- **Source text**

-- begin --

IKG Blog
DE TE FABULA NARRATUR: THE FRAGILITY OF DEMOCRATIC FUTURES IN TURKEY AND BEYOND
Reflection by: Elif Sandal-Önal, Meral Gezici-Yalçın, Aydın Bayad
On 21 May 2026, Turkey crossed another significant threshold in its ongoing process of democratic erosion. A court in Ankara annulled the 2023 leadership election of the Republican People's Party (CHP) — Turkey's main opposition party and the oldest in the country — removing its current leader, Özgür Özel, and ordering his predecessor, Kemal Kılıçdaroğlu, to take over as interim chair. The ruling followed allegations of vote-buying at the party's November 2023 congress, charges the party has consistently denied, denouncing the decision as a judicially executed 'political coup'.
For many observers — and for many of us from Turkey — the ruling came as little surprise, but that did not make it any less alarming. Under its current leader, Özgür Özel, the party had delivered a landmark victory in the 2024 local elections and emerged as the principal organisational force behind the largest wave of street protests Turkey had seen in a decade, triggered by the arrest of Istanbul mayor and presidential candidate Ekrem İmamoğlu in March 2025. What yesterday’s ruling effectively does is neutralize a genuinely challenging opposition force and replace it with a version of leadership that poses far less of a political threat to Erdoğan’s regime. In other words, another barrier has fallen in the consolidation of an increasingly unaccountable political system. For some, the ruling represents another symbolic step toward the effective disappearance of the competitive element in what scholars of comparative politics have long classified as Turkey’s competitive authoritarian regime.
The same day brought a second development, marking a grim new phase — this time in the erosion of academic freedom5: the closure of Istanbul Bilgi University by presidential decree6. Bilgi was long regarded as one of Turkey's most liberal and academically independent private universities — known especially for its socially engaged, critical research tradition. Students and academics arrived for class to find locked doors, hostile security personnel, and no clarity about what comes next7. Following this, police had begun attacking students protesting the closure of their universities and refusing to leave their campus. The university had already been transferred years ago, under political pressure, to an unqualified businessman with close government ties. Legal interventions followed, trustees were appointed across affiliated institutions, and what happened was, in a sense, only the final act of a process long in motion. As these lines were being written — on the third day of the protests — reports began to emerge that Erdoğan was backing down from this decision.
We are writing here not only to inform, but to reflect on what these events mean for those of us who study the dynamics of conflict, violence, and anti-democratization. Turkey's trajectory underscores an unsettling truth: authoritarian regimes rarely emerge overnight. Instead, they weaponize courts, normalize repression, and gradually narrow democratic possibilities.

-- end --

- **Request**
Retype the passage of the blog post on Turkey that begins with the words "We are writing" and ends after the words "narrow democratic possibilities.". The records aren't needed for this.

- **Material supplied**
-- begin --

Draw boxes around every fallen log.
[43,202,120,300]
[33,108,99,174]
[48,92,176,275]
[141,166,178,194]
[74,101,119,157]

-- end --

- **Result for this task**
We are writing here not only to inform, but to reflect on what these events mean for those of us who study the dynamics of conflict, violence, and anti-democratization. Turkey's trajectory underscores an unsettling truth: authoritarian regimes rarely emerge overnight. Instead, they weaponize courts, normalize repression, and gradually narrow democratic possibilities.